Given exercise 1 - Return everything in the pipeline validator documentation from "Name Type Description" down to "tuples to validate.", copied word for word.
Given exercise 2 - Among the rows, take everything from the line containing "trace: reflection on" down to the line containing "[[[62,73],[57,74],[56,78],[62,80],[63,78]]]" and write those lines out again with "separate parts" swapped for "disjoint parts", leaving everything else untouched.

Text section -
Validator for Pipeline Steps.

The Stricter The Better!

To avoid side-effects, the validator is strict about the types of components it accepts. The number of components of each type is also strictly enforced.

Schema Key Component Type Class Path Min Max
urban_layer Urban Layer urban_mapper.modules.urban_layer.UrbanLayerBase 1 1
loader Loader urban_mapper.modules.loader.LoaderBase 1 1
geo_imputer Geo Imputer urban_mapper.modules.imputer.GeoImputerBase 0 unlimited
geo_filter Geo Filter urban_mapper.modules.filter.GeoFilterBase 0 unlimited
enricher Enricher urban_mapper.modules.enricher.EnricherBase 1 unlimited
visualiser Visualiser urban_mapper.modules.visualiser.VisualiserBase 0 1

Information About The Table Above

  • Min and Max indicate the allowed number of components of each type in the pipeline.
  • A Min of 1 means the component is required; 0 means it’s optional.
  • unlimited in the Max column means you can include as many instances as needed—great for stacking multiple enrichers or filters to enhance your analysis.

Ensures pipeline steps comply with schema requirements, checking uniqueness, counts, and types.

Attributes:

Name Type Description
steps List[Tuple[str, Union[UrbanLayerBase, LoaderBase, GeoImputerBase, GeoFilterBase, EnricherBase, VisualiserBase, Any]]]

List of (name, component) tuples to validate.

pipeline_schema Dict[Type[Any], Dict[str, int]]

Schema defining step requirements.

Examples:

>>> validator = um.PipelineValidator(steps)  # Validation occurs on init
Source code in src/urban_mapper/pipeline/validator.py
@beartype
class PipelineValidator:
    """Validator for Pipeline Steps.

    !!! note "The Stricter The Better!"
        To avoid side-effects, the validator is strict about the types of components
        it accepts. The number of components of each type is also strictly enforced.


        | Schema Key  | Component Type    | Class Path                                    | Min | Max       |
        |-------------|-------------------|-----------------------------------------------|-----|-----------|
        | urban_layer | Urban Layer       | `urban_mapper.modules.urban_layer.UrbanLayerBase` | 1   | 1         |
        | loader      | Loader            | `urban_mapper.modules.loader.LoaderBase`         | 1   | 1         |
        | geo_imputer | Geo Imputer       | `urban_mapper.modules.imputer.GeoImputerBase`    | 0   | unlimited |
        | geo_filter  | Geo Filter        | `urban_mapper.modules.filter.GeoFilterBase`      | 0   | unlimited |
        | enricher    | Enricher          | `urban_mapper.modules.enricher.EnricherBase`     | 1   | unlimited |
        | visualiser  | Visualiser        | `urban_mapper.modules.visualiser.VisualiserBase` | 0   | 1         |

        Information About The Table Above

        - [x] **Min** and **Max** indicate the allowed number of components of each type in the pipeline.

Rows from a data collection:

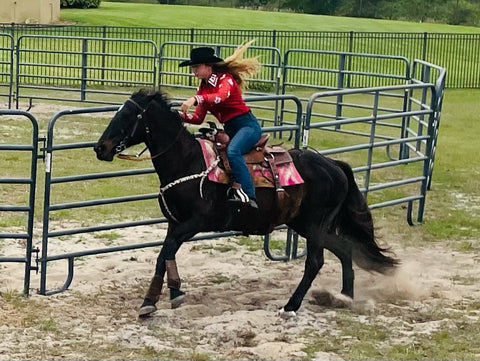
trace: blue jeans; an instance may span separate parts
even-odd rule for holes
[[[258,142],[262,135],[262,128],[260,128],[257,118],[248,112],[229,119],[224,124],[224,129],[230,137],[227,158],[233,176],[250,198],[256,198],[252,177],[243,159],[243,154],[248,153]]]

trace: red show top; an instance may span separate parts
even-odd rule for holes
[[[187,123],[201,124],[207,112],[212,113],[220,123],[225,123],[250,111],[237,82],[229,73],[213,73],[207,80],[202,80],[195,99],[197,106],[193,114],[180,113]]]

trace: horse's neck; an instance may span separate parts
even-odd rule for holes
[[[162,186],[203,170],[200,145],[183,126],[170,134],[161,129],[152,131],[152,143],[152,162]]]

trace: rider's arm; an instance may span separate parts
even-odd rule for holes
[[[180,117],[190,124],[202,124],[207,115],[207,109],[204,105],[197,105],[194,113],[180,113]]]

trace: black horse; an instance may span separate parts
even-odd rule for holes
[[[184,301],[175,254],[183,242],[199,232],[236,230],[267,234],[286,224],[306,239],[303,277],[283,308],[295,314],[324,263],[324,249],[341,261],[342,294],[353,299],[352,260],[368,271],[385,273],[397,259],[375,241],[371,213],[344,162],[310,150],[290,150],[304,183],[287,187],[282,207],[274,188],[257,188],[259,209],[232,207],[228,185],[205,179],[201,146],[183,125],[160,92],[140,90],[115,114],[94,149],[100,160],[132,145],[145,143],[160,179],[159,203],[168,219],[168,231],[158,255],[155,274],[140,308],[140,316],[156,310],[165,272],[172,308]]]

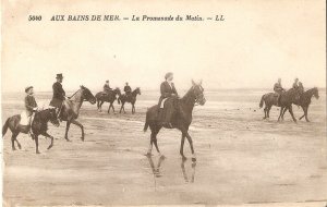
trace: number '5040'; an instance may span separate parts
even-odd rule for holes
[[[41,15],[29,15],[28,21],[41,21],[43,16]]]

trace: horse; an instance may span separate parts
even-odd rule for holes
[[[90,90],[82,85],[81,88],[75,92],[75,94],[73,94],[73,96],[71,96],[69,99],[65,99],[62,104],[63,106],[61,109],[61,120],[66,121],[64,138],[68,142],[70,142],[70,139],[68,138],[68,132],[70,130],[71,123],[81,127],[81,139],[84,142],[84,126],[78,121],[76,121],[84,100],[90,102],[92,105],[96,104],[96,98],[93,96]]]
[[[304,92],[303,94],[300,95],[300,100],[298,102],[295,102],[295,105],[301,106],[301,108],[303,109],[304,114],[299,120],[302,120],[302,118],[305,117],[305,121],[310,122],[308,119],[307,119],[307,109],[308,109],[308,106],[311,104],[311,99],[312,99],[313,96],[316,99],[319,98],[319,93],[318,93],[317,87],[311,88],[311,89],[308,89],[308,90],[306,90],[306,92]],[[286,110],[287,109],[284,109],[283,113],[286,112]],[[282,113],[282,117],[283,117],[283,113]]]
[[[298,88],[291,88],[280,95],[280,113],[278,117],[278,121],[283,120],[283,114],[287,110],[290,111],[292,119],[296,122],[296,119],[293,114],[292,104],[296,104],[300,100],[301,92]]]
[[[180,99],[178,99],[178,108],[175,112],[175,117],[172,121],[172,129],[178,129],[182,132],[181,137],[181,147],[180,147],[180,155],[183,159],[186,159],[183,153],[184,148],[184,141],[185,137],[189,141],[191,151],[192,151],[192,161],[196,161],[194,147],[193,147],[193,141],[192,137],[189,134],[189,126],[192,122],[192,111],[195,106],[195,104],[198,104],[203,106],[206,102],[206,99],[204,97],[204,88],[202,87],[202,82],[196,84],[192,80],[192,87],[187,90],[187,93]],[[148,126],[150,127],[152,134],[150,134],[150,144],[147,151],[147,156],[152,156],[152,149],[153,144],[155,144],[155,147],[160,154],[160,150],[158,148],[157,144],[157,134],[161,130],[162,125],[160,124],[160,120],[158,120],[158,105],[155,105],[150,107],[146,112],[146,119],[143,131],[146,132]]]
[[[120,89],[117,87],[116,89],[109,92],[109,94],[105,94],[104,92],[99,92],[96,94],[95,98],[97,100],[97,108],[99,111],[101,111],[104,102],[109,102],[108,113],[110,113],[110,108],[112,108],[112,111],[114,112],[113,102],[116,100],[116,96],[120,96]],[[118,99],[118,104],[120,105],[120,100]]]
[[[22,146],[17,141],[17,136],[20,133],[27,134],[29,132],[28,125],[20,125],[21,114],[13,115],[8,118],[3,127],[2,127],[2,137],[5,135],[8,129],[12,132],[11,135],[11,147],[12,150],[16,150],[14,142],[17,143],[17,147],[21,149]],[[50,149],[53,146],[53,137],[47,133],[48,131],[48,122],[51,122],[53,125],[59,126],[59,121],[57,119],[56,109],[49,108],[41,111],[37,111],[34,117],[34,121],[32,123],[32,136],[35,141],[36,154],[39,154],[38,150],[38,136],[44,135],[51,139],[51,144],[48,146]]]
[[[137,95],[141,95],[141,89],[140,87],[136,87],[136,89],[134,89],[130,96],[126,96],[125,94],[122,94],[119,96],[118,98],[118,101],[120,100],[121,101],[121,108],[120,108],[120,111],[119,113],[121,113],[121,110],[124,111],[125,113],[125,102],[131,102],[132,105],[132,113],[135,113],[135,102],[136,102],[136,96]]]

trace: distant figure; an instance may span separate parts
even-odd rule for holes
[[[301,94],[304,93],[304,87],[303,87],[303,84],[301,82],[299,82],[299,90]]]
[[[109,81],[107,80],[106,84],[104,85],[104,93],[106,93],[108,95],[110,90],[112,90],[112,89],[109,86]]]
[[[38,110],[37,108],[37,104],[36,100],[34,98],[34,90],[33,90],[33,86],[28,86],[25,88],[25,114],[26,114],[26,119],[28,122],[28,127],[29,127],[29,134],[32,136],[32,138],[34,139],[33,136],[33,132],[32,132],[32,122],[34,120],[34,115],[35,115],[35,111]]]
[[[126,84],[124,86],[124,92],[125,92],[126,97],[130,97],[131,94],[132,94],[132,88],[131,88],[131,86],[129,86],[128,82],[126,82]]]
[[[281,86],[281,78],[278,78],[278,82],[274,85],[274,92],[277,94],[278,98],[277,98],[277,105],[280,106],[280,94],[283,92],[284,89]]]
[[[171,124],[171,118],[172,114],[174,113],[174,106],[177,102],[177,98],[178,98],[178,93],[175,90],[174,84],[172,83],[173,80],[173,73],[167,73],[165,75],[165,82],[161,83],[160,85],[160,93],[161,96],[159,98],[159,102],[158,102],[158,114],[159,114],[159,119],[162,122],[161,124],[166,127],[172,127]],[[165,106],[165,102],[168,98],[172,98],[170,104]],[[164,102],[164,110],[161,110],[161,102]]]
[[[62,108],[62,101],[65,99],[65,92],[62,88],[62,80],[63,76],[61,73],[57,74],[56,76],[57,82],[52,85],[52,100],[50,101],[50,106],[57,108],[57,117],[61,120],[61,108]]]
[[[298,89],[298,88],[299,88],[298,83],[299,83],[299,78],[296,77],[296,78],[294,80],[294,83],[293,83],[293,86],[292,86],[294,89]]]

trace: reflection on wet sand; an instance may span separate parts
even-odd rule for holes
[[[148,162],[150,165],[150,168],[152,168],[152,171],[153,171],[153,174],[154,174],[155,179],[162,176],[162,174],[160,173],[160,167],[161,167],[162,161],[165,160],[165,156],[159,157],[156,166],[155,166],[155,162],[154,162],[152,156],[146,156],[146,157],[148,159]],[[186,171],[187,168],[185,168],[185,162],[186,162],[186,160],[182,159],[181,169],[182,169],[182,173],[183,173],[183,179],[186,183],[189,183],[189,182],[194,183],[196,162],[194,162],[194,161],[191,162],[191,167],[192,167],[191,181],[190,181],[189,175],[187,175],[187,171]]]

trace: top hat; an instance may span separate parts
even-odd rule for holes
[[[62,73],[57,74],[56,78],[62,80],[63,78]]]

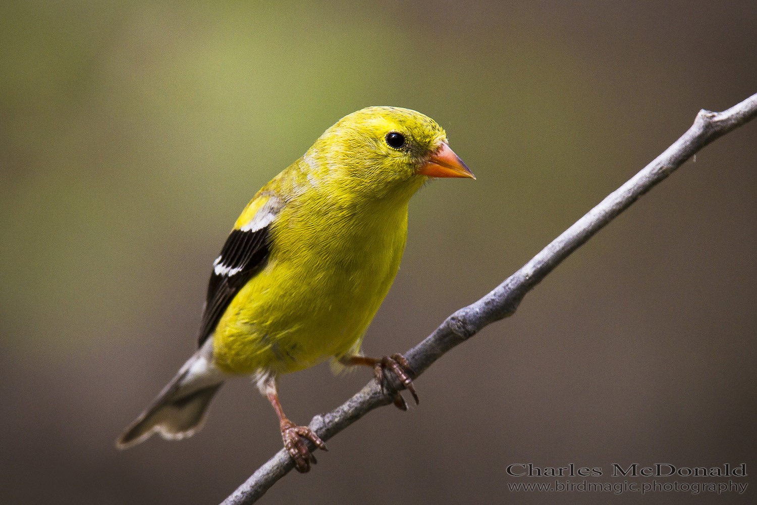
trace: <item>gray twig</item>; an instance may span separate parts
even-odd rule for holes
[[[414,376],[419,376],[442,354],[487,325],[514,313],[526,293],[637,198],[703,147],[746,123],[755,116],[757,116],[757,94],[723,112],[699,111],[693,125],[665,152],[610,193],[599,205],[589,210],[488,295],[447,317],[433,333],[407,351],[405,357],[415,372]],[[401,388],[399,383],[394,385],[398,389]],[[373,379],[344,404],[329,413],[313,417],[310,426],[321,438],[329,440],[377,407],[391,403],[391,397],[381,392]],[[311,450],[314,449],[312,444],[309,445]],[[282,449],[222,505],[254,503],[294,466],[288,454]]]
* * *
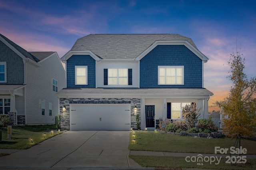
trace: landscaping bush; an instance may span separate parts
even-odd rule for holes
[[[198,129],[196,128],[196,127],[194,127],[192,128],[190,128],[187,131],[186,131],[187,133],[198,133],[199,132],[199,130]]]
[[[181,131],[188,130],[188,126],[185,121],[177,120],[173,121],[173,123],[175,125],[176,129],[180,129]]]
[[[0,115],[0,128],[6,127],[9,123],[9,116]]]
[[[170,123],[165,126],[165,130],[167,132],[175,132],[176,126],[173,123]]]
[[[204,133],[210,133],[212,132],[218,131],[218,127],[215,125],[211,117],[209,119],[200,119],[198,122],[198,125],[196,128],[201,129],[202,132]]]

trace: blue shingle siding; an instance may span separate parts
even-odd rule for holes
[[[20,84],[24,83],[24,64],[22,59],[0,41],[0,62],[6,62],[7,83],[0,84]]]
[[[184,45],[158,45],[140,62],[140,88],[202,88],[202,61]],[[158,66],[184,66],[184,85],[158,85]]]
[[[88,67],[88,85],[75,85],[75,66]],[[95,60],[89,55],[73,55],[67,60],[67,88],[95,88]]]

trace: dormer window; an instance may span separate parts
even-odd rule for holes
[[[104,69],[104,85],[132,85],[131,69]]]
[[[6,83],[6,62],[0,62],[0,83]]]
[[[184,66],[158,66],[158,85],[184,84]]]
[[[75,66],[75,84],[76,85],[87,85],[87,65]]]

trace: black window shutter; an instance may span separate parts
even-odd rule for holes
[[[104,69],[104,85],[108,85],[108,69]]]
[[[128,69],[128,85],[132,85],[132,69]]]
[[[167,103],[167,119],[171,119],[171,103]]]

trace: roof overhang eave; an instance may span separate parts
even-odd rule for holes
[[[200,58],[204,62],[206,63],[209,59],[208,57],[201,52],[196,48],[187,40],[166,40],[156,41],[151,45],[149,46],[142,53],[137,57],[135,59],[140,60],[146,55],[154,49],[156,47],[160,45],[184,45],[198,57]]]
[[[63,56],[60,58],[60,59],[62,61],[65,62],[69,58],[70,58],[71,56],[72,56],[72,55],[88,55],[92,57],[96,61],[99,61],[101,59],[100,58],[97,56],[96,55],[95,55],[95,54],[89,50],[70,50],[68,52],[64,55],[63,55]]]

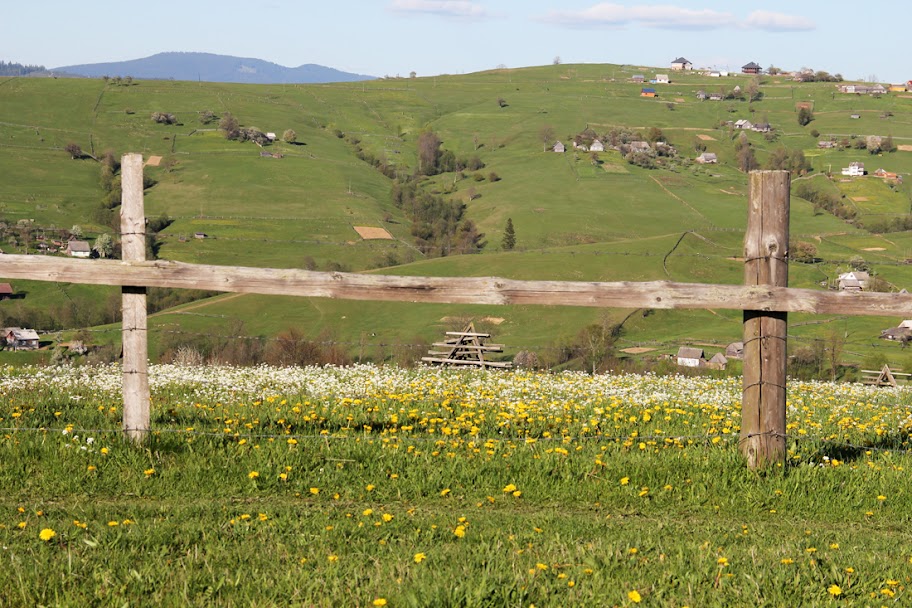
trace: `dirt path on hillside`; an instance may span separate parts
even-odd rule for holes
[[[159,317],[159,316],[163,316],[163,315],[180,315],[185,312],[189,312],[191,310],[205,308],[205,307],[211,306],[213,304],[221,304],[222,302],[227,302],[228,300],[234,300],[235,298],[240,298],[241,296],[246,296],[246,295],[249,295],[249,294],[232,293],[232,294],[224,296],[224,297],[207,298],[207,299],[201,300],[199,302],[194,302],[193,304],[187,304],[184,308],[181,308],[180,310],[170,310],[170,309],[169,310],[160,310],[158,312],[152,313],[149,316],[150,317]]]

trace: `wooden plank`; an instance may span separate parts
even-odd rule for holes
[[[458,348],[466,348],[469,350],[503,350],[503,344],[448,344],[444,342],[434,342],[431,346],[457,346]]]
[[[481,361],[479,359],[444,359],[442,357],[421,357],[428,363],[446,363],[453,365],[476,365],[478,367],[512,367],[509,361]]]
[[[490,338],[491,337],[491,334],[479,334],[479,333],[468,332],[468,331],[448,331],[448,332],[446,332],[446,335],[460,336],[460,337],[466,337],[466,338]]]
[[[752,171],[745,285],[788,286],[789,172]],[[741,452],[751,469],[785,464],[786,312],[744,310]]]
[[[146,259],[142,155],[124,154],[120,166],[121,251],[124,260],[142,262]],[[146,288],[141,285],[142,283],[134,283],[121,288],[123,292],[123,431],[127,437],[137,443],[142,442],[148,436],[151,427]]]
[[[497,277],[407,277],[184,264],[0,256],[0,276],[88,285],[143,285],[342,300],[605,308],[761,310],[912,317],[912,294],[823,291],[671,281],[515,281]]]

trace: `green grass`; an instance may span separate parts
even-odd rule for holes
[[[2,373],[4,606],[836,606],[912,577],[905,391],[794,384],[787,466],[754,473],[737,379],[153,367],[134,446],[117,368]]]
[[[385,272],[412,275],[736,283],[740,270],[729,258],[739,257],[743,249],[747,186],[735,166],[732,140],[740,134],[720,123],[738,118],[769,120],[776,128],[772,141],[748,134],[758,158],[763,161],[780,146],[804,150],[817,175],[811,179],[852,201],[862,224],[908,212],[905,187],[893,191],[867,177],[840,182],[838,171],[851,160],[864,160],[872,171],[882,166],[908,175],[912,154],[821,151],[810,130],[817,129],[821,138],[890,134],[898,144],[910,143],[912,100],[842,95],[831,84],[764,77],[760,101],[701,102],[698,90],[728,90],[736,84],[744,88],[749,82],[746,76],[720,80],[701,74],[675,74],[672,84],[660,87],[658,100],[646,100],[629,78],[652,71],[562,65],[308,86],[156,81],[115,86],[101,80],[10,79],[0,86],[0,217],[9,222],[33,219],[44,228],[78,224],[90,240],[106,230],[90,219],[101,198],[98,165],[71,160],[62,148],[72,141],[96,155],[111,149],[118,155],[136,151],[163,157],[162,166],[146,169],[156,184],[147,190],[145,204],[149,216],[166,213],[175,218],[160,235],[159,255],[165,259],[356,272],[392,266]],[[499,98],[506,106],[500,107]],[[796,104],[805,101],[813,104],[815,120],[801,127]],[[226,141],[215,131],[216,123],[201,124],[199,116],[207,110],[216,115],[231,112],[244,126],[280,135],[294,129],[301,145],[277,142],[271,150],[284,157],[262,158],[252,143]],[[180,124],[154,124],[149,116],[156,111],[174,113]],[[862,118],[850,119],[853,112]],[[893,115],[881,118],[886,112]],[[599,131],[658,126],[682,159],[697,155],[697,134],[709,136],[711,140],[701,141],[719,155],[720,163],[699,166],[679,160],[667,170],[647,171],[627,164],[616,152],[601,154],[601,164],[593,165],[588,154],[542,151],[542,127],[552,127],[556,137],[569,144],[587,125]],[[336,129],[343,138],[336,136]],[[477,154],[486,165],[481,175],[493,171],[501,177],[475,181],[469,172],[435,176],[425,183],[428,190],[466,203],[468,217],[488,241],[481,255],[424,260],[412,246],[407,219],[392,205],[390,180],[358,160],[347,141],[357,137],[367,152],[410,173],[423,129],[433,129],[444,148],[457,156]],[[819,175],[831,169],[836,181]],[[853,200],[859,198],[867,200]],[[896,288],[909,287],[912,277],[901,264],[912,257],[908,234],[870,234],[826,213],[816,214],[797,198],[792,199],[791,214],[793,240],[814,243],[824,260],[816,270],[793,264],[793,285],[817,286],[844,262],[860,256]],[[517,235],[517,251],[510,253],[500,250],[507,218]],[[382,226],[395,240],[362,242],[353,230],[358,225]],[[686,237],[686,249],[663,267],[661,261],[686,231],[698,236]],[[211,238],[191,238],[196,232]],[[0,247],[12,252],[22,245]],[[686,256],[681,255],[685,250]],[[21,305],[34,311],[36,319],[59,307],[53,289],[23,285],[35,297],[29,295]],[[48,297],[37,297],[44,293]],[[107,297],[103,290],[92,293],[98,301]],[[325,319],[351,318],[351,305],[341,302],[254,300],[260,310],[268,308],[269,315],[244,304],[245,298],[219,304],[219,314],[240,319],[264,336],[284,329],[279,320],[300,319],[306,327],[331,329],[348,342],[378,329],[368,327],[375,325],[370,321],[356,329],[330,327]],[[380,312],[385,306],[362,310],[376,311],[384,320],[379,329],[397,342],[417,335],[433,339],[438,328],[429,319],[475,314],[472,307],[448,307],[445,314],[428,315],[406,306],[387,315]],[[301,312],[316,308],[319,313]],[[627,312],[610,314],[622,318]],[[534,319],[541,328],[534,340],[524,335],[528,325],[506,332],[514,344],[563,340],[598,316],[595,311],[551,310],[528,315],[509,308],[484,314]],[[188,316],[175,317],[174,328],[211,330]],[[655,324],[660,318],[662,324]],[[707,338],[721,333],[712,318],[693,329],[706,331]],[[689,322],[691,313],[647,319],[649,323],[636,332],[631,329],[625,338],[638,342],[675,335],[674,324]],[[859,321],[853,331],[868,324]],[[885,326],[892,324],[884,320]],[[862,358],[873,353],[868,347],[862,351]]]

Complete answer 1 -
Name Type Description
steps List[Tuple[str, Union[UrbanLayerBase, LoaderBase, GeoImputerBase, GeoFilterBase, EnricherBase, VisualiserBase, Any]]]

List of (name, component) tuples to validate.

Complete answer 2 -
trace: reflection on wet sand; an instance may span disjoint parts
even-odd rule for holes
[[[148,162],[150,165],[150,168],[152,168],[152,171],[153,171],[153,174],[154,174],[155,179],[162,176],[162,174],[160,173],[160,167],[161,167],[162,161],[165,160],[165,156],[159,157],[156,166],[155,166],[155,162],[154,162],[152,156],[146,156],[146,157],[148,159]],[[186,171],[187,168],[185,168],[185,162],[186,162],[186,160],[182,159],[181,169],[182,169],[182,173],[183,173],[183,179],[186,183],[189,183],[189,182],[194,183],[196,162],[194,162],[194,161],[191,162],[191,167],[192,167],[191,181],[190,181],[189,175],[187,175],[187,171]]]

trace: top hat; an instance may span disjoint parts
even-odd rule for holes
[[[62,73],[57,74],[56,78],[62,80],[63,78]]]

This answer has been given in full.